When surfing the Internet, computer users can find themselves easily distracted or utterly lost. Before they know it, what started out as a quick search for a dictionary definition leads to hours spent on Facebook, Buzzfeed, Shopbop and other websites that happen to be on their bookmarks bar. These tempting websites are just a click away from one’s original tasks.
As technology increasingly pervades both the professional and personal lives of Americans, health problems that arise from staring at a computer for prolonged periods of time have seen a correlating upward trend. Forbes states that, in 2005, the Survey of Ophthalmology coined “Computer Vision System” (CVS), a medical term for issues that arise from spending extended amounts of time in front of a computer screen. The survey refers to the condition as “a repetitive strain disorder that appears to be growing rapidly, with some studies estimating that 90% of the 70 million U.S. workers using computers for more than three hours per day experience it in some form.”
According to Forbes, a common complaint of people experiencing CVS is the blurring of one’s mind. Looking at a computer for too long can cause one’s brain to grow less sharp as time progresses. This unfortunate symptom results in consumers losing their sense of practicality, and thus online shoppers often make poor decisions and spend a significantly greater amount of money than they would in an actual store.

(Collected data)
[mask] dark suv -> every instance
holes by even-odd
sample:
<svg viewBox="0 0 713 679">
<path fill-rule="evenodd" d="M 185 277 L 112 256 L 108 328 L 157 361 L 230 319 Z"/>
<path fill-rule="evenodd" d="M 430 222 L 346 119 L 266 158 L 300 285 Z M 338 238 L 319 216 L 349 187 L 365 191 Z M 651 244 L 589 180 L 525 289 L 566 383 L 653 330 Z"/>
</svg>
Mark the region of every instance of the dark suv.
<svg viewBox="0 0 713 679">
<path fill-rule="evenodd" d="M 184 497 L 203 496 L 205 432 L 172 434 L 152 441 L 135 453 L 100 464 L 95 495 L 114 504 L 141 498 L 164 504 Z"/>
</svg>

> ASSIGNMENT: Copy the part of the piece on computer use starting with "According to Forbes, a" and going on through "an actual store.", replacing "actual store" with "physical store". This material is separate from the piece on computer use.

> COMPLETED TASK:
According to Forbes, a common complaint of people experiencing CVS is the blurring of one’s mind. Looking at a computer for too long can cause one’s brain to grow less sharp as time progresses. This unfortunate symptom results in consumers losing their sense of practicality, and thus online shoppers often make poor decisions and spend a significantly greater amount of money than they would in an physical store.